**SHORT EXERCISE:** Tally the rows below that contain the string "brick". Reply with the number only.

**AVAILABLE DATA:**
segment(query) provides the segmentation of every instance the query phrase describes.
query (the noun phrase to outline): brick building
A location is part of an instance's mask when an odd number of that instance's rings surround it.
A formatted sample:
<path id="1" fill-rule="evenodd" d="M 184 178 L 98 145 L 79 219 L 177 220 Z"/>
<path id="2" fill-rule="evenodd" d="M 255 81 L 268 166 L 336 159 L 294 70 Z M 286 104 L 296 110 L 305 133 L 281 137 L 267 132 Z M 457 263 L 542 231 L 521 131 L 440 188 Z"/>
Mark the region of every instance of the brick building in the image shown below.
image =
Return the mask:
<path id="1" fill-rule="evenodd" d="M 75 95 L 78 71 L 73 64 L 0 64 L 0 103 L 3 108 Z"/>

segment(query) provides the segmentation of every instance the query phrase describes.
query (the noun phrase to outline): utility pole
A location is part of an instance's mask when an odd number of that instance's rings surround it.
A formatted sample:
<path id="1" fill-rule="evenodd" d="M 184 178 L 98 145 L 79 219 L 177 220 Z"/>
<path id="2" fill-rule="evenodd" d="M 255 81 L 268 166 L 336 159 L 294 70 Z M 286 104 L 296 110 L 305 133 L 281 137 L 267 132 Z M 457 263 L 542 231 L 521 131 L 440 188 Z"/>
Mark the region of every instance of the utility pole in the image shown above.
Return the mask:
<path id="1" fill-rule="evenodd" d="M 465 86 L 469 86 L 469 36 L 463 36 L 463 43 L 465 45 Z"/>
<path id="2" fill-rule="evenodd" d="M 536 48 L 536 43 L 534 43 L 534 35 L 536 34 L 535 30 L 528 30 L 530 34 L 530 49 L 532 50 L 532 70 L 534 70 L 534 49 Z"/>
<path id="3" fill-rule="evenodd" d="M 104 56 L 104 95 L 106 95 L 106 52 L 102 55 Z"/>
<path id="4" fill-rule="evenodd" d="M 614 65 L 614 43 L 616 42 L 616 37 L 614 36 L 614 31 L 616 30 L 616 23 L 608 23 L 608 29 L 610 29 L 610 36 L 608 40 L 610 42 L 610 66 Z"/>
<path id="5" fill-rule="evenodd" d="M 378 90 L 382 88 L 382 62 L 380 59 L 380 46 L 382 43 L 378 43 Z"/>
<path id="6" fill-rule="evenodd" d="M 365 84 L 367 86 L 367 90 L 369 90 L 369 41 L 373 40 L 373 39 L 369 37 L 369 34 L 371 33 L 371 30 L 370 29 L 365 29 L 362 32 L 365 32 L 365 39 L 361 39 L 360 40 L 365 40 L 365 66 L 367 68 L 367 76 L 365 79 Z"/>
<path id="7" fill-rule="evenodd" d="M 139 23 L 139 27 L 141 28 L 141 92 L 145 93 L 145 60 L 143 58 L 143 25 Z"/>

--

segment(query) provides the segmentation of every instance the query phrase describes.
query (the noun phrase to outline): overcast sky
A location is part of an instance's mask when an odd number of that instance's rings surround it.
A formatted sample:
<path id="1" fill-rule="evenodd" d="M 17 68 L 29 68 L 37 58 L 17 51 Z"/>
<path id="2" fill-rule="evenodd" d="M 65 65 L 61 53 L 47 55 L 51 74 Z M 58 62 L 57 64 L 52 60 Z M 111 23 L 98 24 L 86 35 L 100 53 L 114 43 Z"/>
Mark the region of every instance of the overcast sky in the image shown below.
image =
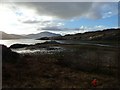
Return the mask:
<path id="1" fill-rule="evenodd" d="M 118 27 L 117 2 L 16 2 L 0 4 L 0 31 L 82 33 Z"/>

**EXPECTED OUTPUT:** 2